It is no secret that I’m a fan of elderberries for their natural immune-boosting powers. I make elderberry syrup in batches during the cooler months to keep the flu at bay, but my favorite way to take it is actually a warm, comforting cup of elderberry tea.

Imagine for a moment … six small children … all getting the flu … all at the same time …

I’ll do everything in my power to make sure that doesn’t happen! I can’t begin to express how grateful I am for this natural remedy.

Health Benefits of Elderberry Tea

Black elderberries (technically sambucus nigra) are small, dark purple berries common in parts of North America and Central Europe. Elderberries can be used in jellies, pies, or baked goods much like any berry. They can also be dried and made into teas, tinctures, and syrups for medicinal purposes.

Several studies (like this one) show that elderberry syrup administered at the first sign of illness seems to shorten the severity and length of colds and flu. Its effectiveness is probably thanks to elderberry’s high levels of vitamins A and C, as well as a flavonoid and antioxidant profile that outranks other berries.

* DATA EXCERPT *
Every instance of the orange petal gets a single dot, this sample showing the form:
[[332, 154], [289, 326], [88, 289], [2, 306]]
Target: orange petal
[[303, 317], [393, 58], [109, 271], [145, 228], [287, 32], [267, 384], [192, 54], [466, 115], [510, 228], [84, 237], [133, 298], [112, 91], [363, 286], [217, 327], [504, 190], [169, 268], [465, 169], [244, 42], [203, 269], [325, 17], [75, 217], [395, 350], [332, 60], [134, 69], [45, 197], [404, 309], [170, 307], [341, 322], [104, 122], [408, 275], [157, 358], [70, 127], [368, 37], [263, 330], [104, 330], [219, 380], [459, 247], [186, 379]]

* PROMPT *
Set down the elderberry tea passage exactly as it appears, everything from "Health Benefits of" down to "outranks other berries.".

* RESPONSE *
Health Benefits of Elderberry Tea

Black elderberries (technically sambucus nigra) are small, dark purple berries common in parts of North America and Central Europe. Elderberries can be used in jellies, pies, or baked goods much like any berry. They can also be dried and made into teas, tinctures, and syrups for medicinal purposes.

Several studies (like this one) show that elderberry syrup administered at the first sign of illness seems to shorten the severity and length of colds and flu. Its effectiveness is probably thanks to elderberry’s high levels of vitamins A and C, as well as a flavonoid and antioxidant profile that outranks other berries.